STATED TASK A —
In the forum thread on Marshall amps for modern metal, what reason does GizmoGardens give for calling the DSL100 too smooth? Answer in one to three sentences.

EXCERPT PROVIDED —
# Marshall for Modern Metal



## cGoEcYk (Sep 24, 2013)

What's the deal with Marshall for modern metal? Seems like people rarely bring up Marshall around here. I've never owned one of their serious heads but from what I understand they have a lot of midrange. Is their gain too smooth or something?

On a funny note, years ago my band had an album professionally recorded and my guitarist used his Marshall. MG Series


----------



## GizmoGardens (Sep 24, 2013)

I used to have a DSL100 and yeah, I'd say it was too smooth. There was plenty of distortion available, but I couldn't get a tone I was happy with 

I know there are metal bands out there that use/used Marshall amps. Skeletonwitch (JCM2000), Slayer (KK sig?), Death (8100) are a few. Whether you like their tone, or not, is your call, but I'm sure it can be done.

EDIT: I played a VS100 combo in a music store about a week ago and I thought it sounded pretty damn good, but it was in really bad shape as far as the cosmetics and the pots were concerned though.


----------



## WarMachine (Sep 24, 2013)

^ This. There's just so much damn crunch its not even funny. One thing that i never got tho is a LOT of people use clean boosts on their rigs (usually 5150) and to me when they do that and crank the tone on the OD and boost the mids it puts you in overdriven marshall territory  If i were to get one and cash was no issue id snag one of the JVM's. Those things scream! But the old school metal head in me probably wouldn't let me get anything other than a JCM 800 and an OD out front  They can EASILY do modern metal IMO.


----------



## ghostred7 (Sep 24, 2013)

Yup. They are beasts, but for the modern sound, you'd probably need a pedal out in front to shape the sound.

They have tons of warmth. I **really** love the clean Marshall sound. If I didn't have a head already, i'd probably get one to run my PodPro into.


----------



## will_shred (Sep 24, 2013)

I've just never really played a Marshall. From what I've heard, the JVM410H sounds AMAZING. I've just never been able to play one to tell for myself. Personally I really don't like the JCM 800 sound.


----------



## TemjinStrife (Sep 24, 2013)

JCM800 > *

Seriously. Beastly heads both live and layered for recording.

Also, the JVMs aren't bad for a more modern sound.


----------



## HeHasTheJazzHands (Sep 24, 2013)

will_shred said:


> Angus Young and Jimmy Page used 800's right?



Nope, and nor did Slash, I believe. AFD was a Tim Caswell-modded Marshall '59 and UYI was a Silver Jubilee. Page used... whatever was available in the '70s. He used a shitload of different brands. and Angus used pre-1981 Marshalls, but never a JCM800. I think the only post-1980 amps he used were Mesa Boogie Quad pres and Marshall JMP-1 pres. 

But yeah, with enough tweaking and with a boost, you can get a non-JVM Marshall like a JCM900 or JCM2000 (TSL or DSL) to do modern stuff. A stock JCM800 2203KK can probably do it stock and a JVM definitely can.


----------



## MrPowers (Sep 24, 2013)

RECORDS SHOWN —
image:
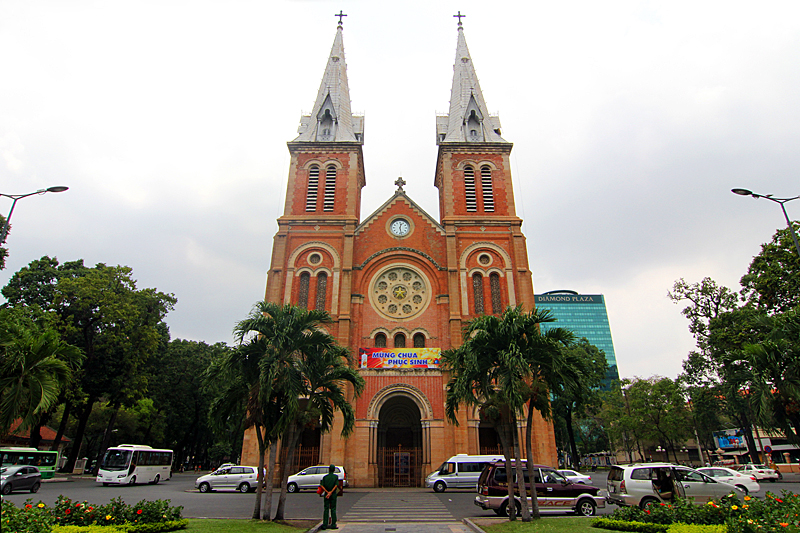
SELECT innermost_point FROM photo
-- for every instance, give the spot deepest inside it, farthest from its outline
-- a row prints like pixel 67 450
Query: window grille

STATED TASK B —
Turn each line of the listing into an item in a numbered list, skipping blank lines and leaving the picture out of the answer.

WORKED ANSWER A —
GizmoGardens says the DSL100 had plenty of distortion available, but they still couldn't get a tone they were happy with.

WORKED ANSWER B —
1. image:
2. SELECT innermost_point FROM photo
3. -- for every instance, give the spot deepest inside it, farthest from its outline
4. -- a row prints like pixel 67 450
5. Query: window grille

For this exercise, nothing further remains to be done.